TASK OBJECTIVE:
Report how many lines of the records contain the string "sepal". Give only the number.

— BEGIN RECORD EXTRACTS —

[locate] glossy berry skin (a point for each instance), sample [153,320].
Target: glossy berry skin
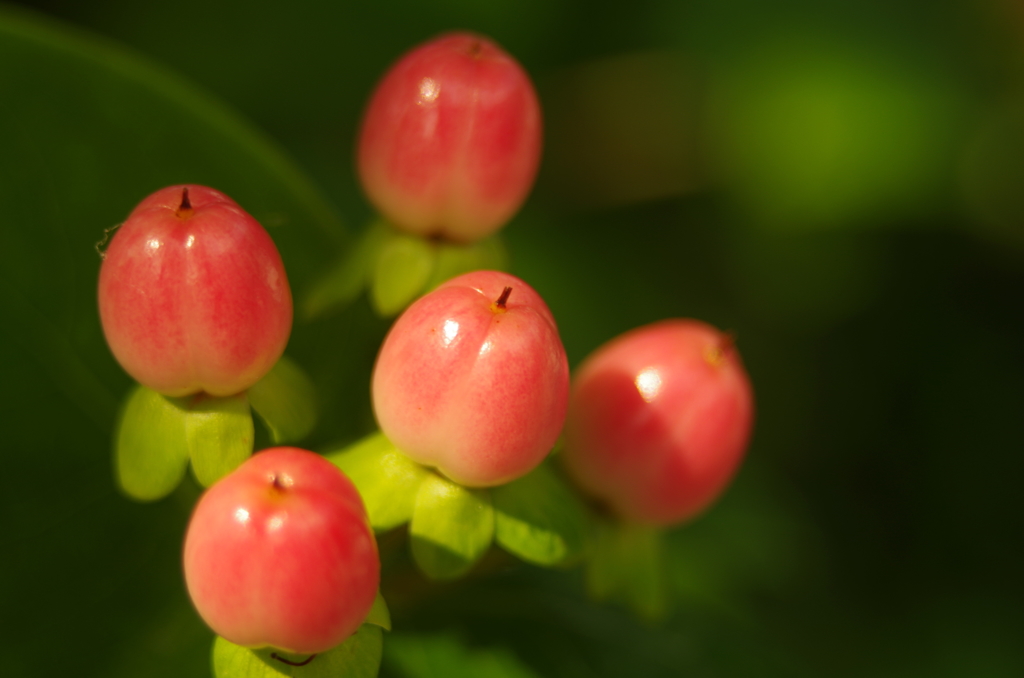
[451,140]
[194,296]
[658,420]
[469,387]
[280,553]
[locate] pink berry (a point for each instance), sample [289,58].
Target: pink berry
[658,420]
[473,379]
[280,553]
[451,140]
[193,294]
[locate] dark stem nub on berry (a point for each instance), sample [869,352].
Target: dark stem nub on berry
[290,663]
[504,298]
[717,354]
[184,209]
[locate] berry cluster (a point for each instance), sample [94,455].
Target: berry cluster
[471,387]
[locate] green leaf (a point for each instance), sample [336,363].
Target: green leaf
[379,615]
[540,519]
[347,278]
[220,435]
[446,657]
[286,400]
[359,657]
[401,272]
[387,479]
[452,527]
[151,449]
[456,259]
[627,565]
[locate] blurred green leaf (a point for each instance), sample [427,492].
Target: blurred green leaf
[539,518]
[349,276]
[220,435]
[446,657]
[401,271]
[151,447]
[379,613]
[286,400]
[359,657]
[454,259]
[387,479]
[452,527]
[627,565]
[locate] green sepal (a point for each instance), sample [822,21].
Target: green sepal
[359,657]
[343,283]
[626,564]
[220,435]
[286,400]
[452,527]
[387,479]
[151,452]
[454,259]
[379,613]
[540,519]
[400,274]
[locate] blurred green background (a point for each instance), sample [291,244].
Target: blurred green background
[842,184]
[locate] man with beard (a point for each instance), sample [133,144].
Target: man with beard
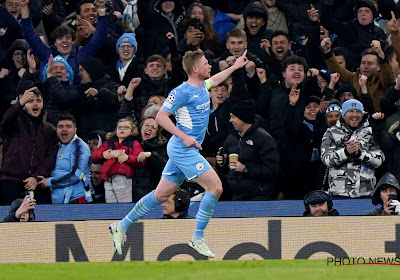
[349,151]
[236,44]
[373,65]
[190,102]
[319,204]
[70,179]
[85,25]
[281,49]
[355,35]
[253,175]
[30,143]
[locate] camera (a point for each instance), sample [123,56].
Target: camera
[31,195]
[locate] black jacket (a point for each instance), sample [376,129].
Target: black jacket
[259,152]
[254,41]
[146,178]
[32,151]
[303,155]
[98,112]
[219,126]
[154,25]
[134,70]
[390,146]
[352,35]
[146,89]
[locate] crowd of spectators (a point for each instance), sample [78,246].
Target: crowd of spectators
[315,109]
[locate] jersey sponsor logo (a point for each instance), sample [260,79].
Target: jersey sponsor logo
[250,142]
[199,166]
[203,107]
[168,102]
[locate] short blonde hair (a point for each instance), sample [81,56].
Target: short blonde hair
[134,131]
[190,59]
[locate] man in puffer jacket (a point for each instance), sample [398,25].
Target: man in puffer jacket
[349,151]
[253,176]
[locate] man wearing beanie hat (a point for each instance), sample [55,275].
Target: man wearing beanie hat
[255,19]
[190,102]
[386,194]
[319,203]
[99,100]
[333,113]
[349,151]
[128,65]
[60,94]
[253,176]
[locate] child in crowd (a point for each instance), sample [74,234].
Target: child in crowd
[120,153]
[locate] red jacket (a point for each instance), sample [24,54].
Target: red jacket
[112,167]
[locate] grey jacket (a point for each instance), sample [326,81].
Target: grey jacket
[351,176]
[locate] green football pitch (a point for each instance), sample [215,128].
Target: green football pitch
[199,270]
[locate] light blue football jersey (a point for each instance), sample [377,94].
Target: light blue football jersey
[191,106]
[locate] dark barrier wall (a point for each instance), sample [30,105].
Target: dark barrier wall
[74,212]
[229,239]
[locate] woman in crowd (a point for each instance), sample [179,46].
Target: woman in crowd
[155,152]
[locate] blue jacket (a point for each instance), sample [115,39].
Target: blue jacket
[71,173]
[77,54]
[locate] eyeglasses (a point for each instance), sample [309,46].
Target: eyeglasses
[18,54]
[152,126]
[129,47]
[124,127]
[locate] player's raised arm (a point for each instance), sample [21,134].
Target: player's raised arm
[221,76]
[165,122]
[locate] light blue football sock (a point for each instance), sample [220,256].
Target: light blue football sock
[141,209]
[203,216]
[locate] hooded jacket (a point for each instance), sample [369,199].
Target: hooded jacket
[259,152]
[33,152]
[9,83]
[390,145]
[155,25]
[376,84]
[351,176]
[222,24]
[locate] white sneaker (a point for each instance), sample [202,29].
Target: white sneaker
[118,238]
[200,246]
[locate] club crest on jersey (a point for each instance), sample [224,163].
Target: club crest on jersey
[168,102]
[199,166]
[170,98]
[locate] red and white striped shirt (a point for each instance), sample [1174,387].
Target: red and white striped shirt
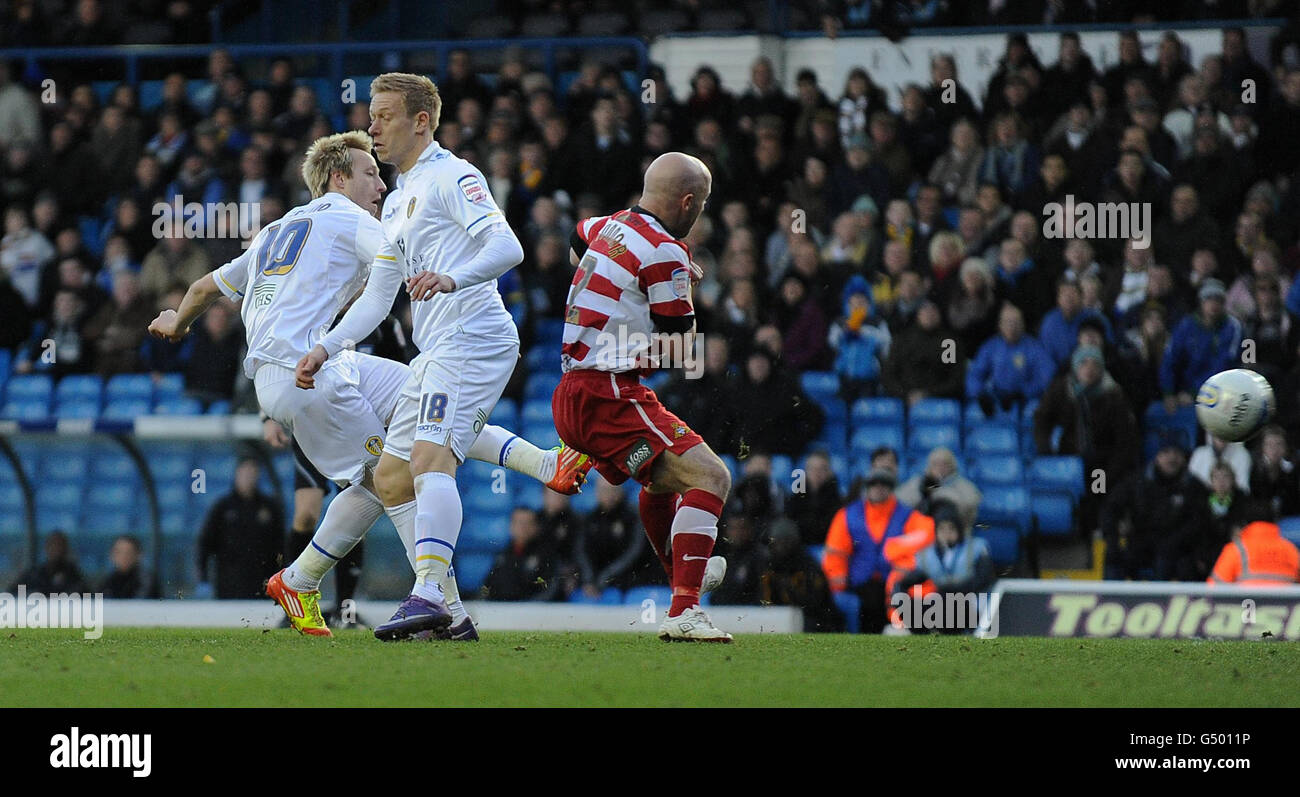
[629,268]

— END RECORD EXTRACTS —
— BEGIN RECORD EXTRACTS —

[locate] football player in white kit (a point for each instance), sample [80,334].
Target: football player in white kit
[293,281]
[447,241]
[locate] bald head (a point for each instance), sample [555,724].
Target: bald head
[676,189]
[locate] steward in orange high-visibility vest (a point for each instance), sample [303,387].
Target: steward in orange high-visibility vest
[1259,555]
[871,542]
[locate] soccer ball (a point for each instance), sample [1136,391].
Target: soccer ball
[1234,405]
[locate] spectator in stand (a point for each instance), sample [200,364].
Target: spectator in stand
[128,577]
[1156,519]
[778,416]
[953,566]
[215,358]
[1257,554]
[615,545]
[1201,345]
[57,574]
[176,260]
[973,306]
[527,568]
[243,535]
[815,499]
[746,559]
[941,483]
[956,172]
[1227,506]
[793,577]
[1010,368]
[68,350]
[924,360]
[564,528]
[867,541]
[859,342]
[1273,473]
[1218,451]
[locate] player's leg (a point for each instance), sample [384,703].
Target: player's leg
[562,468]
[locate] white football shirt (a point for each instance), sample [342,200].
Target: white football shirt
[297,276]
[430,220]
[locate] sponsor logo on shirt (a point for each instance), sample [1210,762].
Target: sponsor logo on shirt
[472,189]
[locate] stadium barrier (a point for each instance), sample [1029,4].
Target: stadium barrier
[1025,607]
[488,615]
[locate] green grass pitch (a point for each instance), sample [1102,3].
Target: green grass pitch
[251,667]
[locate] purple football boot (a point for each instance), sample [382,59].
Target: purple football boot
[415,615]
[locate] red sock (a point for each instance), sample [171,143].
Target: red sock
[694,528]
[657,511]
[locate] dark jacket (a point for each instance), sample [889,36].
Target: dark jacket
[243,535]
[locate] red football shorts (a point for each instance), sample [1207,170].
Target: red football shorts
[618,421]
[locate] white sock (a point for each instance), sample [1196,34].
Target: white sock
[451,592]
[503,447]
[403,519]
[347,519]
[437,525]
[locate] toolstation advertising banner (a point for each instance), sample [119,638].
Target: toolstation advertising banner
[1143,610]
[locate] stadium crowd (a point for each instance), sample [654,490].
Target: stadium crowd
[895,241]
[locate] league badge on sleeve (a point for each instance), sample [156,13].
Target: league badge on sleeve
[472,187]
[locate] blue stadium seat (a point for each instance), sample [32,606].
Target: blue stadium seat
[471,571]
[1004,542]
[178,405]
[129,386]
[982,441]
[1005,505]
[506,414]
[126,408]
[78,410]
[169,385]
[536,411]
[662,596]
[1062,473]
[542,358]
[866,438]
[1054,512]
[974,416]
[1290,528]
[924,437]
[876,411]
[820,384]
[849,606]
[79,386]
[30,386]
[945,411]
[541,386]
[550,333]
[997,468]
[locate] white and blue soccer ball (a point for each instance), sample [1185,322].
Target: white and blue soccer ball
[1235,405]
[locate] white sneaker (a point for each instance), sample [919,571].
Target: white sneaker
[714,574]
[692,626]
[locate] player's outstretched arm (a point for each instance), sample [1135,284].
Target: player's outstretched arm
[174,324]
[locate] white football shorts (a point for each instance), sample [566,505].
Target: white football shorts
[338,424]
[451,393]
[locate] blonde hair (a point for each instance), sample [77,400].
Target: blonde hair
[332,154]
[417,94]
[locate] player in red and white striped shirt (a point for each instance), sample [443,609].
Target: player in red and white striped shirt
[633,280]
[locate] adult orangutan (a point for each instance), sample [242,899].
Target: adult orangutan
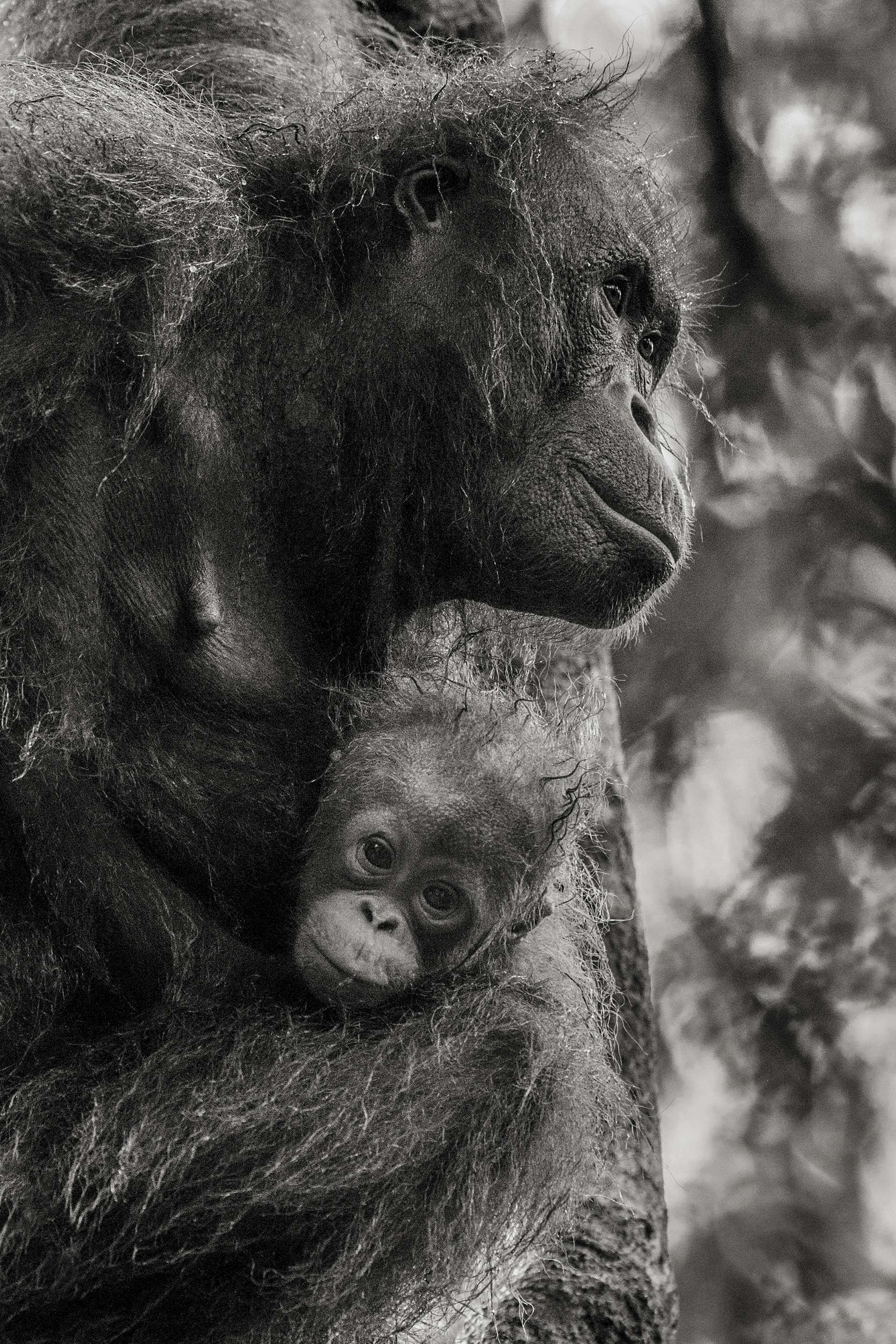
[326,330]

— END RECORD EXTRACTS —
— BEGIN RECORD EXTRACTS —

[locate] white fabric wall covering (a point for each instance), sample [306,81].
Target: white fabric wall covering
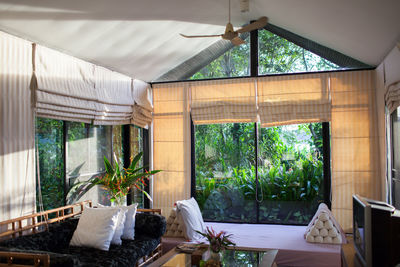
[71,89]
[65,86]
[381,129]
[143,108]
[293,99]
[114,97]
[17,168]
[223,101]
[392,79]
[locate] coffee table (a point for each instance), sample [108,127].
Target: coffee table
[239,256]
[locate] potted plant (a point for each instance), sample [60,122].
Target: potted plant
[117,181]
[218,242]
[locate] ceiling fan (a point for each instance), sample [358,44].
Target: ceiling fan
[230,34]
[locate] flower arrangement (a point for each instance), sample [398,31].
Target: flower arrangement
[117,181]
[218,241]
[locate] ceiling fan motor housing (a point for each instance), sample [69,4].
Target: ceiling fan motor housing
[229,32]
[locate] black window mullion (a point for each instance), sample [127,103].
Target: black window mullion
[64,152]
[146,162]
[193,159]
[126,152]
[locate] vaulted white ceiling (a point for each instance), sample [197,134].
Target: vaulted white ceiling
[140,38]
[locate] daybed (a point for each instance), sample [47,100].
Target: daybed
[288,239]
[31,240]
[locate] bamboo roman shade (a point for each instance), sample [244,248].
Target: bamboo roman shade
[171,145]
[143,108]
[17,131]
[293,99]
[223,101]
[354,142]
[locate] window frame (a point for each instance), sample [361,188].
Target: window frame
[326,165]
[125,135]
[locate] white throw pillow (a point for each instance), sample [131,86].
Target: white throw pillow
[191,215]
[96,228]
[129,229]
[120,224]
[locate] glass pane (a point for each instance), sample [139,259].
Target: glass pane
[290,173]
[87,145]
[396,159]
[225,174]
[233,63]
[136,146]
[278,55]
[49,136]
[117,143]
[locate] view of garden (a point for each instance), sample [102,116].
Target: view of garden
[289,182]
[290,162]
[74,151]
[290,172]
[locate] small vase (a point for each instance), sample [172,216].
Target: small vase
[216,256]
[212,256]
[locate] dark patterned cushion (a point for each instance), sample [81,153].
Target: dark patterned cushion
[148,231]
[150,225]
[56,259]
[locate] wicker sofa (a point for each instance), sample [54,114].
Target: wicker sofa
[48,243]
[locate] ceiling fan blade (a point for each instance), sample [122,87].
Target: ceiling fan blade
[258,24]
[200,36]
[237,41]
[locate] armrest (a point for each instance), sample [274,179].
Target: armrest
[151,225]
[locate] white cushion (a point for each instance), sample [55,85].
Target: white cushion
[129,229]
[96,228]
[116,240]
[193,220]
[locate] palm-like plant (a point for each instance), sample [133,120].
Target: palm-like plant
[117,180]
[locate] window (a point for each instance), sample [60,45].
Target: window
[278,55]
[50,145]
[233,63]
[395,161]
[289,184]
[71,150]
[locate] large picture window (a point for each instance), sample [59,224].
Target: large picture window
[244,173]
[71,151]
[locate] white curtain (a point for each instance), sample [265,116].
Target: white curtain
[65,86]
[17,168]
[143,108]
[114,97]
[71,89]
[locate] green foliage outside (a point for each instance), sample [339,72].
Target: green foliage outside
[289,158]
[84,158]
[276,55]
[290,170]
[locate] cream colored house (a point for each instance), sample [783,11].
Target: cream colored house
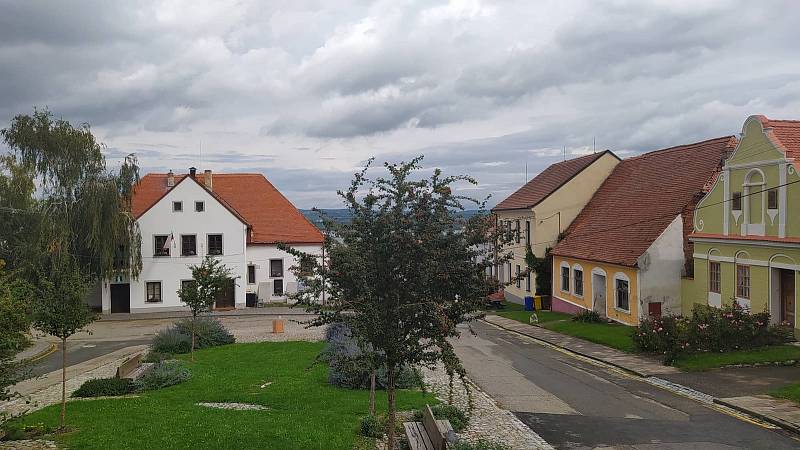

— END RECORD EXTRACTS —

COMPLETE RESPONSE:
2